◆ **Instructions for the task**
Count up the lines below in which the string "leaf" appears. The reply should be that number alone.

◆ **Data for the task**
────────

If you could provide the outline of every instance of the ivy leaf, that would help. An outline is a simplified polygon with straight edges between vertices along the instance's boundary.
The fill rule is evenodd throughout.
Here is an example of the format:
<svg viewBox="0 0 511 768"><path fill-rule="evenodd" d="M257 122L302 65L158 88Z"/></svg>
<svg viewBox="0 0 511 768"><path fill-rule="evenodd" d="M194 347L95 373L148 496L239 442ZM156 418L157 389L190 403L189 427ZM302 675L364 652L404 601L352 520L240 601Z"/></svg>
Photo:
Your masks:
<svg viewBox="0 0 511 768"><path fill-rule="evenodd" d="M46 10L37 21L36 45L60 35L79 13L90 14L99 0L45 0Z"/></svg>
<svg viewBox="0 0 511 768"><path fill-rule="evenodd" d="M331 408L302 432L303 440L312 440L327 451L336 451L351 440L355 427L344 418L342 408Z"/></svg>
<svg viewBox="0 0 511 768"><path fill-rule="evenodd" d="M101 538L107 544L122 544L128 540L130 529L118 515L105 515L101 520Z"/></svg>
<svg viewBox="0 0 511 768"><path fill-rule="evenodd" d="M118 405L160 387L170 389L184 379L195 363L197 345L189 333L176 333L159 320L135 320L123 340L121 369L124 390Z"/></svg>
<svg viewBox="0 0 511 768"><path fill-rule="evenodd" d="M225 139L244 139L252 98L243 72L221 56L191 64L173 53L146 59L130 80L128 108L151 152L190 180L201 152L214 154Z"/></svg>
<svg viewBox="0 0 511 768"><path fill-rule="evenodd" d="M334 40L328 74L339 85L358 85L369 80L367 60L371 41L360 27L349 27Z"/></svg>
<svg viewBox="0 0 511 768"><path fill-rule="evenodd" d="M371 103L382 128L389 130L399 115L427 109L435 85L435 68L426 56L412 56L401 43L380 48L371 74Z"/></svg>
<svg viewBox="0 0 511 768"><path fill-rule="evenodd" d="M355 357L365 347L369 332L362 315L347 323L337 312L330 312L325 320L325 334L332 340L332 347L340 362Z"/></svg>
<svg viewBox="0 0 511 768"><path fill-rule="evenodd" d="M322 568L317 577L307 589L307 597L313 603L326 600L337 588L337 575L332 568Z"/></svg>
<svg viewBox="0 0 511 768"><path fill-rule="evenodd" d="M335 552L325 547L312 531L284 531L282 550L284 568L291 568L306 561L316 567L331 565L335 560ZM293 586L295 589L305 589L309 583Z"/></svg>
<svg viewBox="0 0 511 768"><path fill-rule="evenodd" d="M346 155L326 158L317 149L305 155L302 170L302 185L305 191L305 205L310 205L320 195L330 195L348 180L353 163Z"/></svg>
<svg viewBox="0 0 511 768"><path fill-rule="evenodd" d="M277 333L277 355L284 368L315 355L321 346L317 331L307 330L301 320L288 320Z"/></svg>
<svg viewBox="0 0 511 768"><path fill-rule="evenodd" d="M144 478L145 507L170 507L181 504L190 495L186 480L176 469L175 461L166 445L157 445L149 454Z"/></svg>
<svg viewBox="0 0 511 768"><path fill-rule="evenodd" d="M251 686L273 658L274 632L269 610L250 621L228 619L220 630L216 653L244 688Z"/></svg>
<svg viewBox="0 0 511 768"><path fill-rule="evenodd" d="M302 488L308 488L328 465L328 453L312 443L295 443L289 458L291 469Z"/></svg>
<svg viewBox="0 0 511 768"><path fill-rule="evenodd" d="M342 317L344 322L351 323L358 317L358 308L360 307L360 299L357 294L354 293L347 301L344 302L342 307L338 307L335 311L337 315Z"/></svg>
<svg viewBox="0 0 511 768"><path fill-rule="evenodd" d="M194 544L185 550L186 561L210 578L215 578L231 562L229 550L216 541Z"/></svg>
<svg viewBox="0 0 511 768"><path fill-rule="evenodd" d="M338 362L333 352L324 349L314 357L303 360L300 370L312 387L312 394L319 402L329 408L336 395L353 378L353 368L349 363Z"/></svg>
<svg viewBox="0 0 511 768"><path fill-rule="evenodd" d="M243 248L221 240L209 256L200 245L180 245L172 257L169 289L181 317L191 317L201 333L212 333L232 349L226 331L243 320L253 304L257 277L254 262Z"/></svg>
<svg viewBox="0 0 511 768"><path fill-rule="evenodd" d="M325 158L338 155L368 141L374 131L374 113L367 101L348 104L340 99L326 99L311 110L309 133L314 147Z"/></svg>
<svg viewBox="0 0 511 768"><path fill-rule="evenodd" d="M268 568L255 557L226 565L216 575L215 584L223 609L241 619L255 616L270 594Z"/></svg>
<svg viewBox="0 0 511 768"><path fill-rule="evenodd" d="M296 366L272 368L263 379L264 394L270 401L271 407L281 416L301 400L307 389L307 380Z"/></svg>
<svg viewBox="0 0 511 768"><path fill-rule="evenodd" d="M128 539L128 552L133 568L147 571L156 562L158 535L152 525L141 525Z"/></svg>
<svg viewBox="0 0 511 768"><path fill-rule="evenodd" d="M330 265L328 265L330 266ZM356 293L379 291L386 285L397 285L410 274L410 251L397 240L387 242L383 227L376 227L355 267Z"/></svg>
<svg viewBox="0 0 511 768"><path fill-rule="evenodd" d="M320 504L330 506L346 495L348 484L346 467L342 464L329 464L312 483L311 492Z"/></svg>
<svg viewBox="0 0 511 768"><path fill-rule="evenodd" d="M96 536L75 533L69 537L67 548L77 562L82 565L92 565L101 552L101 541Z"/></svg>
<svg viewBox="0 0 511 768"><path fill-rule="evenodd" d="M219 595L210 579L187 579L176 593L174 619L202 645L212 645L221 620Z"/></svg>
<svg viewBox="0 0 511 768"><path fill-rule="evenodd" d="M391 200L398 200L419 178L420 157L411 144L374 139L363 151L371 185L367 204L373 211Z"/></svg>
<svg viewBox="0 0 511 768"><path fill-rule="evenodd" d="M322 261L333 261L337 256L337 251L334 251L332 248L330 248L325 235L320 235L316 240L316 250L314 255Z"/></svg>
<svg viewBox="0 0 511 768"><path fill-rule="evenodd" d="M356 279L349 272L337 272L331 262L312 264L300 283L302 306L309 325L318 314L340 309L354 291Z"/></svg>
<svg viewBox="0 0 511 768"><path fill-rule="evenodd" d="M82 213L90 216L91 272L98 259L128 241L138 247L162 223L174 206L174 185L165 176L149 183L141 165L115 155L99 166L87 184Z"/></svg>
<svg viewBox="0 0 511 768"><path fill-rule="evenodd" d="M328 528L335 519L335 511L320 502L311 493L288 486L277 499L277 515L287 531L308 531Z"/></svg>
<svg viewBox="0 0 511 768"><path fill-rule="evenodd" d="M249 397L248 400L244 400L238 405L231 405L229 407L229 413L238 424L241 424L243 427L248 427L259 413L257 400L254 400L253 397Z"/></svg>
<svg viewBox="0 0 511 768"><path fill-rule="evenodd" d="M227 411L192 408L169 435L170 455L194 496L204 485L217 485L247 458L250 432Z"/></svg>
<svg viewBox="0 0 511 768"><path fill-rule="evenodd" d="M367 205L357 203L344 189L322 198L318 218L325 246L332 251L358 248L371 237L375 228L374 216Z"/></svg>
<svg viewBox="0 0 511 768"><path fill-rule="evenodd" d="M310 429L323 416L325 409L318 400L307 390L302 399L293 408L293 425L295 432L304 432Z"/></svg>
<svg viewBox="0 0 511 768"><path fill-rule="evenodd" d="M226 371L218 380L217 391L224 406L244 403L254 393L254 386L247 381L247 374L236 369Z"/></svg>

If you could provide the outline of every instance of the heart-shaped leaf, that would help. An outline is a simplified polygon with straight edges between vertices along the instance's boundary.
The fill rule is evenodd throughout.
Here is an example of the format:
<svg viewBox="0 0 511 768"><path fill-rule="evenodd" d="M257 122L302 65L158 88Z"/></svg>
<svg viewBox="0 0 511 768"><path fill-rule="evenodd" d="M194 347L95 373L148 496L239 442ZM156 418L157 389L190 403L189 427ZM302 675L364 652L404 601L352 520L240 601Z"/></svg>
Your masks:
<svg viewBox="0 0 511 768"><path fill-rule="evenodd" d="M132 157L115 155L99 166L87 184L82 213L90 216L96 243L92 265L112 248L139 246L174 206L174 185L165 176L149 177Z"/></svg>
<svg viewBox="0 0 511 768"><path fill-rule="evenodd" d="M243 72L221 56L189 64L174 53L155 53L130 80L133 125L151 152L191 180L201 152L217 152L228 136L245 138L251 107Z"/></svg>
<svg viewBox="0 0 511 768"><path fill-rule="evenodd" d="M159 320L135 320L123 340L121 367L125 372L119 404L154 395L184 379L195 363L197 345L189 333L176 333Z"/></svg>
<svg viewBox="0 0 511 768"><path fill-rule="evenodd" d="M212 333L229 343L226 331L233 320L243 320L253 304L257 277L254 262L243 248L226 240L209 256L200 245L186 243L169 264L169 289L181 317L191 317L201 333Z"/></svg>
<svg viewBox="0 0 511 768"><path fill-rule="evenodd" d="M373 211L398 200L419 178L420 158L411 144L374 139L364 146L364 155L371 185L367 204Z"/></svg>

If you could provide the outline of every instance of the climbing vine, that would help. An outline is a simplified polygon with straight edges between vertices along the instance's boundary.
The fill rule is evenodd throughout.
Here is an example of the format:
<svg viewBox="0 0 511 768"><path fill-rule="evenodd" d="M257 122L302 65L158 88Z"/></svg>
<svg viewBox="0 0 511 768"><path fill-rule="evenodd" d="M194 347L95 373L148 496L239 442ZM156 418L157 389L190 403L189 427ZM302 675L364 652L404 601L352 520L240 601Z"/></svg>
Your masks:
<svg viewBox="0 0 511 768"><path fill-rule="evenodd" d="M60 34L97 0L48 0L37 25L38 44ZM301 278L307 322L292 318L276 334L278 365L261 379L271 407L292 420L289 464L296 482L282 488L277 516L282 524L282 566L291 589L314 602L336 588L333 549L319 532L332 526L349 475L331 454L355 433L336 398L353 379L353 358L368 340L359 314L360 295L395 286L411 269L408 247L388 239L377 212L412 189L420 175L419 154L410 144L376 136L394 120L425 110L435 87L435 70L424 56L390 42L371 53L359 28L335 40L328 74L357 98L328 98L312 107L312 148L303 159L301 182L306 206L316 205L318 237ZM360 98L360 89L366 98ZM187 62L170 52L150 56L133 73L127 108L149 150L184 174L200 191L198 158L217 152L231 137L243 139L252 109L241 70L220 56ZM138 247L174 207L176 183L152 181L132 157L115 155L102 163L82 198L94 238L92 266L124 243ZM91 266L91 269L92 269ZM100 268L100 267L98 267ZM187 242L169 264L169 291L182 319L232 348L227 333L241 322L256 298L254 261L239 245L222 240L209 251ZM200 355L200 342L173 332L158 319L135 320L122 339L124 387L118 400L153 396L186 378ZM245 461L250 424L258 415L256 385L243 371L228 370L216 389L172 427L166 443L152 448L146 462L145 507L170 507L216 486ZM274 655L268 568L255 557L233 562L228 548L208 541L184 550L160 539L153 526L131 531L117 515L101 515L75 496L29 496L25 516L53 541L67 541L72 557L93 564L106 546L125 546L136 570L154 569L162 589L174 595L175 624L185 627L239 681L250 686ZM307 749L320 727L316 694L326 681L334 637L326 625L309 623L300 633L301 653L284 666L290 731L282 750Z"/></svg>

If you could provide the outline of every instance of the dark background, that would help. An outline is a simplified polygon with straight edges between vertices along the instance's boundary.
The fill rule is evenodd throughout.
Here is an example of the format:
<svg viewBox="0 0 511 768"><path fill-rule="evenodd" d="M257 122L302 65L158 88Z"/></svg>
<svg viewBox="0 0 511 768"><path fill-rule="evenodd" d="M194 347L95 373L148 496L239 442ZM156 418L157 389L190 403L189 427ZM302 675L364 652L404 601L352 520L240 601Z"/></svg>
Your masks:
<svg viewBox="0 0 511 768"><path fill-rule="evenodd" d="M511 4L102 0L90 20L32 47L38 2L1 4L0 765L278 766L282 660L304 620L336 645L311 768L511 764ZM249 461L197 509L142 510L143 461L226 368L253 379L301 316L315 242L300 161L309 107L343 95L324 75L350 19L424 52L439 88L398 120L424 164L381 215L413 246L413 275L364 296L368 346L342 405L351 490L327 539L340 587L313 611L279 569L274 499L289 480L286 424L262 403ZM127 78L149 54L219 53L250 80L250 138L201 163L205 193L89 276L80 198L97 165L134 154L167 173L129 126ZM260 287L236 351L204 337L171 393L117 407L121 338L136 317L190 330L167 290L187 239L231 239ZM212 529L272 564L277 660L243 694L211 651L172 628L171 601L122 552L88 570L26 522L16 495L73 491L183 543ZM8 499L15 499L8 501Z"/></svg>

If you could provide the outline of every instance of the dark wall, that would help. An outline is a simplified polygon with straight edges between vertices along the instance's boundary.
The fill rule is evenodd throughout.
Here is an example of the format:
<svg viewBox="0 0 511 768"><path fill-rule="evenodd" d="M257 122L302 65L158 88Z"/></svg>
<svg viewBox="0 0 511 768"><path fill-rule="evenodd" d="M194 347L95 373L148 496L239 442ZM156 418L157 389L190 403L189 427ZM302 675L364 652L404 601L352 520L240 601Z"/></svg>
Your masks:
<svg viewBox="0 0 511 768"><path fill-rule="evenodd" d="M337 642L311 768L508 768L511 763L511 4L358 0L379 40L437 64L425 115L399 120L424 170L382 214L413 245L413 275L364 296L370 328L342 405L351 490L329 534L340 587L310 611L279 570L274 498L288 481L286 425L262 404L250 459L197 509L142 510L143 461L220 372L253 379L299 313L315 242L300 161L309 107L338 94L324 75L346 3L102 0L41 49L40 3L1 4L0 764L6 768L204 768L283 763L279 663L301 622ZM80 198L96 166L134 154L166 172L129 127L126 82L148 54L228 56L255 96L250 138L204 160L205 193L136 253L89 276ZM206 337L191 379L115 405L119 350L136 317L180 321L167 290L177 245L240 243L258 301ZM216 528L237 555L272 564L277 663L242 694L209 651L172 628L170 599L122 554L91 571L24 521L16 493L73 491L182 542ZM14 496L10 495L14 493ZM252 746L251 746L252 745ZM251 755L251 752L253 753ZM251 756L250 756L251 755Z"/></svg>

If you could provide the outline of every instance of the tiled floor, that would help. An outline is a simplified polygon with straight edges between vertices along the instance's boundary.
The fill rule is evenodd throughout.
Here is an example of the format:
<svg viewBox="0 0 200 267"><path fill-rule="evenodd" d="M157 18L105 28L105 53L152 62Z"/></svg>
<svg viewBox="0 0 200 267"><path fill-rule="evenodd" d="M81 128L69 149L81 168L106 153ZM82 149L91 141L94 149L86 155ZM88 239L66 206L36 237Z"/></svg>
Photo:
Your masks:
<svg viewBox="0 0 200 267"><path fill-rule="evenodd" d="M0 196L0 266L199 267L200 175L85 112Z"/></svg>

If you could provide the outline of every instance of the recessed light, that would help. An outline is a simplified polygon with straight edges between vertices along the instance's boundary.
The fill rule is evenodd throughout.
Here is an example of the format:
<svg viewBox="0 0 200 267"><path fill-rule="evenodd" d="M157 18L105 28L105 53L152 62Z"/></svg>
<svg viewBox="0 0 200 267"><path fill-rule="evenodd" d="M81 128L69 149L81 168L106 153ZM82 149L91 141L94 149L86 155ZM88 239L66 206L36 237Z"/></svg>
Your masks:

────────

◆ **Response to the exercise**
2